Aim: Copy the items from the line with "Target: sky" to the line with "[[[0,1],[0,120],[139,144],[356,134],[356,1]]]", both ends included, and add -139 to each polygon coordinate in the answer. Leave the picture out.
+===+
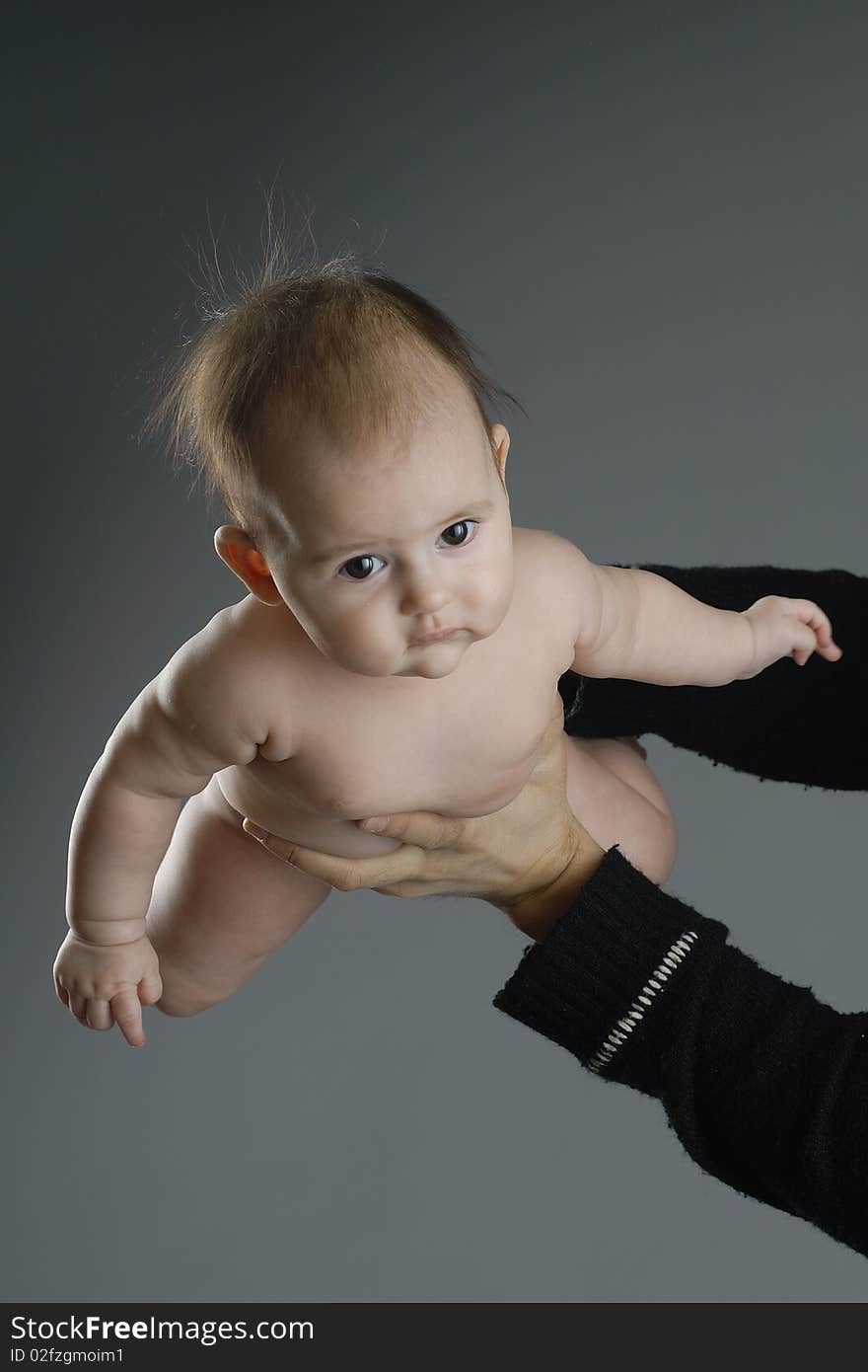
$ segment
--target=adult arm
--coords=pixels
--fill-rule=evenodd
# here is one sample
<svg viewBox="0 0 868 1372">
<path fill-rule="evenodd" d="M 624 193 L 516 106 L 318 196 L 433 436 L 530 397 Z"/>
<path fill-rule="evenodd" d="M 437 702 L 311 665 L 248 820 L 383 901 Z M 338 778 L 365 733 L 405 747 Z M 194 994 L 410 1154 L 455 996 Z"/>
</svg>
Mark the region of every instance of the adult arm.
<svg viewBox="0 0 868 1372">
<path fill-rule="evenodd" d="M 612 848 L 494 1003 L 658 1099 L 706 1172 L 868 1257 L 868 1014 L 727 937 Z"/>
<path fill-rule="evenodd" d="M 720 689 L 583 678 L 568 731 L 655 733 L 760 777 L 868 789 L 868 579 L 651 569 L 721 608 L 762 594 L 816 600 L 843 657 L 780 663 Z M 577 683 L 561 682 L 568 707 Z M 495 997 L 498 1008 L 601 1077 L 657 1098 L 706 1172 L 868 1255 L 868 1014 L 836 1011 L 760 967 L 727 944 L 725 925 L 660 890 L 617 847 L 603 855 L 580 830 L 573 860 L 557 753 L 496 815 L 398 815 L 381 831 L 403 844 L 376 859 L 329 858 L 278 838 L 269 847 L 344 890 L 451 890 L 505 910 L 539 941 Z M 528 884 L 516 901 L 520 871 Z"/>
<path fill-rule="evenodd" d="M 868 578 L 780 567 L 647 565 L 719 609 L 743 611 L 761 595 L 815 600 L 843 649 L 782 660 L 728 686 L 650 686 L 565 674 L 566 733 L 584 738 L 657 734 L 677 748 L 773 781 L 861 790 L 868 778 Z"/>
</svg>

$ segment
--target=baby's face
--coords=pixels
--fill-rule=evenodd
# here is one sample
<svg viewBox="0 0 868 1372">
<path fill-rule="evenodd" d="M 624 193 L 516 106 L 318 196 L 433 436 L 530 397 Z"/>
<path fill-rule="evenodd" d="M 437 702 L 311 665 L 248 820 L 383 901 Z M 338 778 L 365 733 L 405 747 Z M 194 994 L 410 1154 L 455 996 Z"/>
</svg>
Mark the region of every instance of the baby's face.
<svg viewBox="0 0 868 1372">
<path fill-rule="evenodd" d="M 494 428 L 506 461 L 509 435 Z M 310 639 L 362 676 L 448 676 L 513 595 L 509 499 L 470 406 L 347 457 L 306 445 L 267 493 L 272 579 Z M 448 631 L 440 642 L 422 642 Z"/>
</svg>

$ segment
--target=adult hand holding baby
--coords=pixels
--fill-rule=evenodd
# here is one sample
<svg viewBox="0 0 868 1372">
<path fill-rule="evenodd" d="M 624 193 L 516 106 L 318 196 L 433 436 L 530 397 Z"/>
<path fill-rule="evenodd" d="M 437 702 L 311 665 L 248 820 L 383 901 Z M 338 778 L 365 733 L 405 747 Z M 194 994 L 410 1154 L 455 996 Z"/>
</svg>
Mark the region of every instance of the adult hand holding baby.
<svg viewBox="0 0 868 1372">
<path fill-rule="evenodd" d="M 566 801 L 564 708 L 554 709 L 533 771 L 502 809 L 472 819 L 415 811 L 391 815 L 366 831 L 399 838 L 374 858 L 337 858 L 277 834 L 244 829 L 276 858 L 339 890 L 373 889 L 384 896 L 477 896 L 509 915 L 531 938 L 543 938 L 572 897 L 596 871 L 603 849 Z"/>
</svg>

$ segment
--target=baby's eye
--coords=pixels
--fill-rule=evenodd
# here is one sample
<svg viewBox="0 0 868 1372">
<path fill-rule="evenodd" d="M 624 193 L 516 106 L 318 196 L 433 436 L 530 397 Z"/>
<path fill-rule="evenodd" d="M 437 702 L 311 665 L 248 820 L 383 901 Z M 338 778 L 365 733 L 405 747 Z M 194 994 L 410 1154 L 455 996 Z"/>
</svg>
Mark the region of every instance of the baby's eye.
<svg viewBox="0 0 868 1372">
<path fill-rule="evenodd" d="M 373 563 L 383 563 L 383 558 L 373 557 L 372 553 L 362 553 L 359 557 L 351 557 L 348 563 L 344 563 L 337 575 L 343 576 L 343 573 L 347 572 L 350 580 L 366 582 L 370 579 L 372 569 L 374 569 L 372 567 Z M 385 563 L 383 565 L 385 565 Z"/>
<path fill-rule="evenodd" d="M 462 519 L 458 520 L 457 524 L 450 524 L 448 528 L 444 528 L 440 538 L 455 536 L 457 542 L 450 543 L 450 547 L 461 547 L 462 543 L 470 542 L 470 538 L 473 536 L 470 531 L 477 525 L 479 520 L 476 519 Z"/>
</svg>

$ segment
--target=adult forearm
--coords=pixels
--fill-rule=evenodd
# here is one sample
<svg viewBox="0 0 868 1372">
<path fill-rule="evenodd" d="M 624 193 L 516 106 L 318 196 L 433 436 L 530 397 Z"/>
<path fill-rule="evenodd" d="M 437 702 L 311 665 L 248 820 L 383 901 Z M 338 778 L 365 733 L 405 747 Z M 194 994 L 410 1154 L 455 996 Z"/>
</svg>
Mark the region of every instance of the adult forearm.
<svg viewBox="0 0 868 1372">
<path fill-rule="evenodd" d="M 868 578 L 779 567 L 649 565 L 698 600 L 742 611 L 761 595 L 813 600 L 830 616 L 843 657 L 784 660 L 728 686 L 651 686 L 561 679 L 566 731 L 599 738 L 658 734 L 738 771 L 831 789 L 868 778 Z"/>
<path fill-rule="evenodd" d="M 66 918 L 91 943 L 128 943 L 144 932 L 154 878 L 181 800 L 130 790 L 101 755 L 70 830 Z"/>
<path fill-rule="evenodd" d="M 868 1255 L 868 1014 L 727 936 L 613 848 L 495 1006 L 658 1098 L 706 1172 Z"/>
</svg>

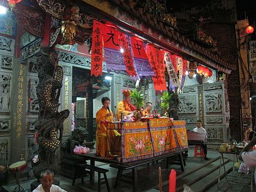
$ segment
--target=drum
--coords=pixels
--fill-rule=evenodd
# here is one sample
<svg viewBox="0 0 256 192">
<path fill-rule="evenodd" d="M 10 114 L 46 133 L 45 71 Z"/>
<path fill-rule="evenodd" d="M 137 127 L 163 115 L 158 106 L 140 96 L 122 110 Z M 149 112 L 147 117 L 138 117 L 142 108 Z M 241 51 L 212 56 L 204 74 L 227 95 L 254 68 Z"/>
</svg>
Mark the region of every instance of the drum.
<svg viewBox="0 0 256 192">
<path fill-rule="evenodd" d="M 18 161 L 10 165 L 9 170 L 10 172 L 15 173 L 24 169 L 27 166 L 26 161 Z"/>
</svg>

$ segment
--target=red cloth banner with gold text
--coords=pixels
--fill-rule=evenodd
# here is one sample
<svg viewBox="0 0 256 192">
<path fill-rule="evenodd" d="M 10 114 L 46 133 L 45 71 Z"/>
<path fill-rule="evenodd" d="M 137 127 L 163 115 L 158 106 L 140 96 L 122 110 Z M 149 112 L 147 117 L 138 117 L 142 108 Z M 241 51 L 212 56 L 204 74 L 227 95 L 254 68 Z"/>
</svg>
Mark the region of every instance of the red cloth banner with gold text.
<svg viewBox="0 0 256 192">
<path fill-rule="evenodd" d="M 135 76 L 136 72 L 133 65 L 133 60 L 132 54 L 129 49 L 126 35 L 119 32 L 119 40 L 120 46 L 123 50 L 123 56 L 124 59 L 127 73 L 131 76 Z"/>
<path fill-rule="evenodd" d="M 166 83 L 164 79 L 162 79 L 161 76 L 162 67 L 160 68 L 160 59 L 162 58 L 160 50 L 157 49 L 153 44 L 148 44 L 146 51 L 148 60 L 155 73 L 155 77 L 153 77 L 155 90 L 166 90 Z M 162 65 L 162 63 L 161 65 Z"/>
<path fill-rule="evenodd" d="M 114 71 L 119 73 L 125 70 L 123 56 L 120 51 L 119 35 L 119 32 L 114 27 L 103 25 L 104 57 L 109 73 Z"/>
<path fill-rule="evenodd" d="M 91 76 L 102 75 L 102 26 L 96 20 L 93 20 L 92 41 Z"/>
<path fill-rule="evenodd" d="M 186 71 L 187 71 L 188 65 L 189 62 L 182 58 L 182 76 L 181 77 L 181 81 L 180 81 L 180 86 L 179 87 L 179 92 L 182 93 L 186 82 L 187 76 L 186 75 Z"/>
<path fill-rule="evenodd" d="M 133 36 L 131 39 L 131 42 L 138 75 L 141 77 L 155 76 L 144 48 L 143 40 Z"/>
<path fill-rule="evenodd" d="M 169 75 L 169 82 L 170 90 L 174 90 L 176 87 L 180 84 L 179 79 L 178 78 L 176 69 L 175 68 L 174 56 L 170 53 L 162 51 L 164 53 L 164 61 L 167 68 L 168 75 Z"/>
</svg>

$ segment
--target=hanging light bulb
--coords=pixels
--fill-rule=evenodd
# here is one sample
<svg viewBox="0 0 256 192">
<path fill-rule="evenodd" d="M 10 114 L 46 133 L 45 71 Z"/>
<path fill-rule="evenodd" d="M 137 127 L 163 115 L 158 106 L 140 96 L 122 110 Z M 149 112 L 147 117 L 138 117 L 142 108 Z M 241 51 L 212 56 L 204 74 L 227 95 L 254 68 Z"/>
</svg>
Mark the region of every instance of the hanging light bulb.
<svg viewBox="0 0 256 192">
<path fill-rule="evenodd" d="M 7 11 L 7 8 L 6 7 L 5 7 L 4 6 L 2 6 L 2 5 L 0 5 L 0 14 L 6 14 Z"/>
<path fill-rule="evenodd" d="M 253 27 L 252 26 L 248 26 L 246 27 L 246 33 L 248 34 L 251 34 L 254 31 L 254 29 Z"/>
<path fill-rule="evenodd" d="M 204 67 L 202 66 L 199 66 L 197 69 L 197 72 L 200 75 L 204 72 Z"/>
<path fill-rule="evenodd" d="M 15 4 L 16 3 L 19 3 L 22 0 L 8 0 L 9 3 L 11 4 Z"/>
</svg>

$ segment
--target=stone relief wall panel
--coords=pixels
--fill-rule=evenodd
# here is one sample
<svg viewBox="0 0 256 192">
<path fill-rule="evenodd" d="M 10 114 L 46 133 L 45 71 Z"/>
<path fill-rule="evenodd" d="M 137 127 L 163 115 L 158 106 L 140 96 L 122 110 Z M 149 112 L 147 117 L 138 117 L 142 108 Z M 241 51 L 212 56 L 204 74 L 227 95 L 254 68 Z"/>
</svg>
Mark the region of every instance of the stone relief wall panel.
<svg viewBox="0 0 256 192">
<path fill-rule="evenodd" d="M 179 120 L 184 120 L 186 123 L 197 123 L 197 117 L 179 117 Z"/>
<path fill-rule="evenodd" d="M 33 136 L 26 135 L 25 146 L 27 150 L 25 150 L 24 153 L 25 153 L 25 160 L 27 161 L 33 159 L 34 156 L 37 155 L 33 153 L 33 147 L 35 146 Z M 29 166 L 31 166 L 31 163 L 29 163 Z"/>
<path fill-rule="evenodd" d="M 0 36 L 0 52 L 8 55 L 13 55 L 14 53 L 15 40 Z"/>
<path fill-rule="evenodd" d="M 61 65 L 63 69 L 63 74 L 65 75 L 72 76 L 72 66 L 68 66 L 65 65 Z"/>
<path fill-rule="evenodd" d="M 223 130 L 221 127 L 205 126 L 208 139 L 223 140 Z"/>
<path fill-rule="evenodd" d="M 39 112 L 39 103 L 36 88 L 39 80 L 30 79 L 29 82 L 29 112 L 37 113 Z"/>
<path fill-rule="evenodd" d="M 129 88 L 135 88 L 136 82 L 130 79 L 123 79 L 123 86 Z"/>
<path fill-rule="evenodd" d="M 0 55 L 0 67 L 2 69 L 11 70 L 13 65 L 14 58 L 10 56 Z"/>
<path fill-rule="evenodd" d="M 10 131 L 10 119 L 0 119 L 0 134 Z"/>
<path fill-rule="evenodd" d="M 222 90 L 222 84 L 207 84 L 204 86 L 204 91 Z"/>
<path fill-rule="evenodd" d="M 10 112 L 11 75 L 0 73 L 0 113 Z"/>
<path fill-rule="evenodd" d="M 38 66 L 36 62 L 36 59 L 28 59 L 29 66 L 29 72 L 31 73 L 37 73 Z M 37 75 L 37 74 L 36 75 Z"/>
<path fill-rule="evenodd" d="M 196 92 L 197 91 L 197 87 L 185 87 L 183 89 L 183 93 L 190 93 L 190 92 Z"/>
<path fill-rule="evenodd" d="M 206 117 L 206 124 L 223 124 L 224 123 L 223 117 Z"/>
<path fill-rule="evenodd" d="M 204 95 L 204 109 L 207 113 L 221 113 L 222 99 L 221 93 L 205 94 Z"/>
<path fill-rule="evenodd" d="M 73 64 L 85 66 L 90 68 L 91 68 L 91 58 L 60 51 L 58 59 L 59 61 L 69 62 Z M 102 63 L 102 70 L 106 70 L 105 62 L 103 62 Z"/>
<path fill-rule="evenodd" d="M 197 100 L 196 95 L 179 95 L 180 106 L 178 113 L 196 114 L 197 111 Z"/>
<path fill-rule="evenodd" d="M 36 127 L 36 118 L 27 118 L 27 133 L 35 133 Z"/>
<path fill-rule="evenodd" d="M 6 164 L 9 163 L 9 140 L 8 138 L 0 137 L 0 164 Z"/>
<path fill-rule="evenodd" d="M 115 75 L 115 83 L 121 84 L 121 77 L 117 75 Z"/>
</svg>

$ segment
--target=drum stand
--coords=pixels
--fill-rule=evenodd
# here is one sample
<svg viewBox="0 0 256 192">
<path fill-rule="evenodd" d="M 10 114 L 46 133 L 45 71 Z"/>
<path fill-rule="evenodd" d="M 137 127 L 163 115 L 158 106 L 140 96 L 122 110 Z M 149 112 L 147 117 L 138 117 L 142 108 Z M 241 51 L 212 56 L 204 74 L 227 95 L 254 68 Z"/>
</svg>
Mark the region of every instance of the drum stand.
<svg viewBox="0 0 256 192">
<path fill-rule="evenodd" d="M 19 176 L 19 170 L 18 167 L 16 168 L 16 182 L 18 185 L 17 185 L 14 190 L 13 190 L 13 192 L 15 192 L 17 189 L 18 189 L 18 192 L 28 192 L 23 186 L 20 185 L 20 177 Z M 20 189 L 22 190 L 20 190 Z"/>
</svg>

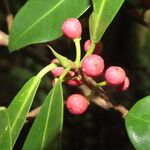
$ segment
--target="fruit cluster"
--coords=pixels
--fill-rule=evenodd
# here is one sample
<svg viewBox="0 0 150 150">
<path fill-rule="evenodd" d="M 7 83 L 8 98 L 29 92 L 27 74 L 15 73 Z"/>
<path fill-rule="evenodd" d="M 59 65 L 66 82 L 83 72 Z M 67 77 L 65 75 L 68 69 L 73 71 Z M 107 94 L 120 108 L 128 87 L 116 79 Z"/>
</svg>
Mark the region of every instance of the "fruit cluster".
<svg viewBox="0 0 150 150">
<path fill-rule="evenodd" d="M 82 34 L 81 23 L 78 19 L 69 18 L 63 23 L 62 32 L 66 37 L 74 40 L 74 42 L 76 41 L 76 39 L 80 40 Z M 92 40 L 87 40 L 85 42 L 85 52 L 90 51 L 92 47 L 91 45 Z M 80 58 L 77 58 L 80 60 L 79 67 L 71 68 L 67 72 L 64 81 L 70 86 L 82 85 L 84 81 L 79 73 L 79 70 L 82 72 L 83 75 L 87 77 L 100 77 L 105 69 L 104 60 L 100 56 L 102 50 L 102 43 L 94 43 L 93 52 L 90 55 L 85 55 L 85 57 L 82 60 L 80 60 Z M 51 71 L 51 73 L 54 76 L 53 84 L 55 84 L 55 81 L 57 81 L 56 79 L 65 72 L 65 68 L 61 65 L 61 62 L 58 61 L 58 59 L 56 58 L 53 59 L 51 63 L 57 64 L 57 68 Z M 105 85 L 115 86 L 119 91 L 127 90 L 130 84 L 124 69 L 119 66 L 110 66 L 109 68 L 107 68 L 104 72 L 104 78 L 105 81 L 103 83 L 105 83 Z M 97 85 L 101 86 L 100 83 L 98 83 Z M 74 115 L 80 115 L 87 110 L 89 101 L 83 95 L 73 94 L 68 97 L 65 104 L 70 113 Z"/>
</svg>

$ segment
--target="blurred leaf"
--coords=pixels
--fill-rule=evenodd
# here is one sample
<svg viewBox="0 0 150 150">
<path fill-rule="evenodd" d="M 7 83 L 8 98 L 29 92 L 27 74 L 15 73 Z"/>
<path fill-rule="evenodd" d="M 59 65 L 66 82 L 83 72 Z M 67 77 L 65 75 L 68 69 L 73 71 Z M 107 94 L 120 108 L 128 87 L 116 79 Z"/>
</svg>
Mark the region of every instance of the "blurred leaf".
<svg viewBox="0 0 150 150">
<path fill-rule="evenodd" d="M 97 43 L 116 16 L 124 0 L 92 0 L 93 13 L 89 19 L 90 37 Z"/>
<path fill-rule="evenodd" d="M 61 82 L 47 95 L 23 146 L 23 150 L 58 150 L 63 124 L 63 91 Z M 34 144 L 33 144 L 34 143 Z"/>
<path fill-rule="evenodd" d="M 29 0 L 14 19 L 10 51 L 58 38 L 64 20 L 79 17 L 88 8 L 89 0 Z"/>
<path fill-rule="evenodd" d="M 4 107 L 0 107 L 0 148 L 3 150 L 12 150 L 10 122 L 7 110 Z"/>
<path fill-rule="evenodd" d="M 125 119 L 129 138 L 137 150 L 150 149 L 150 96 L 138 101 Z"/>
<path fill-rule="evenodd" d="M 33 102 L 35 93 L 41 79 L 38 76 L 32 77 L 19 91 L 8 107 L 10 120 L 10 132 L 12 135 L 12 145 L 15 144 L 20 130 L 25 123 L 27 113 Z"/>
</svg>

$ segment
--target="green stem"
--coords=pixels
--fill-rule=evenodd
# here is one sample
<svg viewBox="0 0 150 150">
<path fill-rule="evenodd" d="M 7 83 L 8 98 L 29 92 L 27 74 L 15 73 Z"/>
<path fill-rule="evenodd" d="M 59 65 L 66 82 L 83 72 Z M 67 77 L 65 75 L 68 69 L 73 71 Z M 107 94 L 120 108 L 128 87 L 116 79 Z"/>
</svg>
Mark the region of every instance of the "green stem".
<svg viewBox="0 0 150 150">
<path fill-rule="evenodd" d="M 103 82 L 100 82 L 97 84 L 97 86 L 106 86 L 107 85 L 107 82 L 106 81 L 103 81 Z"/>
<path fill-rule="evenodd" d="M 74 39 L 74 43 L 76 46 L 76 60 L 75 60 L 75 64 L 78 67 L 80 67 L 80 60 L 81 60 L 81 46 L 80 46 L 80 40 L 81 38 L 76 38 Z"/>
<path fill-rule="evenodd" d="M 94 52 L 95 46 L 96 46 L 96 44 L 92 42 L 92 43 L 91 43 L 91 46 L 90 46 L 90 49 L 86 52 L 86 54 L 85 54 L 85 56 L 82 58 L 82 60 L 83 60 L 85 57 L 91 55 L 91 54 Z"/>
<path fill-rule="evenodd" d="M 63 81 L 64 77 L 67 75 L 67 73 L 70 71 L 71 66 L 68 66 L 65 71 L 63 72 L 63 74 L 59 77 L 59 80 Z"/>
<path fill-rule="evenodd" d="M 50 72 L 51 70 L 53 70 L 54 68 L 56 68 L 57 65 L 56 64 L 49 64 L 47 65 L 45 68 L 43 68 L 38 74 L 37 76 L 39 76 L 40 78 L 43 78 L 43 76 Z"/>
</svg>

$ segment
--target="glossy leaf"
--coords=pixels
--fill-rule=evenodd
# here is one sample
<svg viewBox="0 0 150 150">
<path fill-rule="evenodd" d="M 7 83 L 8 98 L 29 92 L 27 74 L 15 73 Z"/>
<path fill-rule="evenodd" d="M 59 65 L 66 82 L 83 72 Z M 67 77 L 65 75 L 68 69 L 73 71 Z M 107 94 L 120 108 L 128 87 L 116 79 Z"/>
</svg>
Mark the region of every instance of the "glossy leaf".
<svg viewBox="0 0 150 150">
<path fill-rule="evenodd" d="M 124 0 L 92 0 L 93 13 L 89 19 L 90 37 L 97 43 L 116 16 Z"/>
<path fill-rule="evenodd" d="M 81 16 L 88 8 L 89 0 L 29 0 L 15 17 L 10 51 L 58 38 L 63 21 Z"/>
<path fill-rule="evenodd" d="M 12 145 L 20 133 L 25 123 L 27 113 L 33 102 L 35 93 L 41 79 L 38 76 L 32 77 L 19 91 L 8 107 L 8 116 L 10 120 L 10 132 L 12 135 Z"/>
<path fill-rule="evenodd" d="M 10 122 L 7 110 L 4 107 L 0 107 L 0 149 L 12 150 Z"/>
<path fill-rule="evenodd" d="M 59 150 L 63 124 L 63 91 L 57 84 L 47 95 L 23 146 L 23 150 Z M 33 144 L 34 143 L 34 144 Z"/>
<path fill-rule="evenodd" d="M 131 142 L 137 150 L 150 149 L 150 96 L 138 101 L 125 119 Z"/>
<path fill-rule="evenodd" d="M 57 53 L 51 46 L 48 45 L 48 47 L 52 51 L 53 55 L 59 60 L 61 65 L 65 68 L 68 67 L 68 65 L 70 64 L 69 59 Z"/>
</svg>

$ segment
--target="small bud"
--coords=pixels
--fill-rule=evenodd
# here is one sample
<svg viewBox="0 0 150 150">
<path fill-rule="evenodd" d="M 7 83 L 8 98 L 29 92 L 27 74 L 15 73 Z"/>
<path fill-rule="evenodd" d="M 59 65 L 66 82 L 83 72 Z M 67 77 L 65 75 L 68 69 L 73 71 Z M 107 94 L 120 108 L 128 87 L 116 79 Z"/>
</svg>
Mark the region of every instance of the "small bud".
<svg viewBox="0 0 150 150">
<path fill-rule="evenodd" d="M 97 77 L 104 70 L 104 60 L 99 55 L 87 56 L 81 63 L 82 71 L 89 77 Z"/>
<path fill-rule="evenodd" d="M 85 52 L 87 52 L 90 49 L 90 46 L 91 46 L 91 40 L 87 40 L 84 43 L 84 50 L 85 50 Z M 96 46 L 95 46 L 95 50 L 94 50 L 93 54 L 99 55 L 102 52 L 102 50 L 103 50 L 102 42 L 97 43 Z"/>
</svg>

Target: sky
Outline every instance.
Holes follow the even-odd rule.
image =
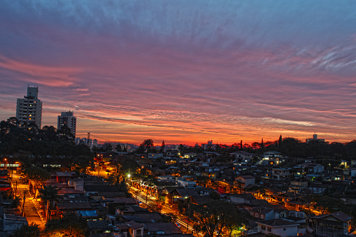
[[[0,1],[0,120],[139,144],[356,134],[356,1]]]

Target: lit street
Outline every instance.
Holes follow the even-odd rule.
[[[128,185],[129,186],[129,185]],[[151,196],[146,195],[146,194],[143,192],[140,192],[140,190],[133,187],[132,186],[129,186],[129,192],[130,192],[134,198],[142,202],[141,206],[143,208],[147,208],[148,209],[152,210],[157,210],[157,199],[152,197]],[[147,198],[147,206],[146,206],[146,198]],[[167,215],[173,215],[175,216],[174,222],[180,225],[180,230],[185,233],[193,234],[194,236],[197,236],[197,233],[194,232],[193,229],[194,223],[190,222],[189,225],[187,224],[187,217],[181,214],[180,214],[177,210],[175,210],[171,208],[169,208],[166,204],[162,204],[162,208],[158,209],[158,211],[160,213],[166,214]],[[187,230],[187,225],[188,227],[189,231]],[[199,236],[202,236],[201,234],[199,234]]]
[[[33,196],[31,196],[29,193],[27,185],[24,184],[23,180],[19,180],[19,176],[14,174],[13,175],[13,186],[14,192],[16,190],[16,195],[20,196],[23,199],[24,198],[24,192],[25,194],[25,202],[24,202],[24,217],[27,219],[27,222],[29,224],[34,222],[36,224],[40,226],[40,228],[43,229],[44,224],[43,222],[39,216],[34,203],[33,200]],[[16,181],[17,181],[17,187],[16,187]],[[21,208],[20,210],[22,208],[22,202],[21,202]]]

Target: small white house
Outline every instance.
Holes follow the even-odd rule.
+===+
Solution to this task:
Target: sky
Outline every instance.
Holes follow the even-odd rule.
image =
[[[-139,-138],[-139,-19],[0,5],[217,-5],[217,-138]]]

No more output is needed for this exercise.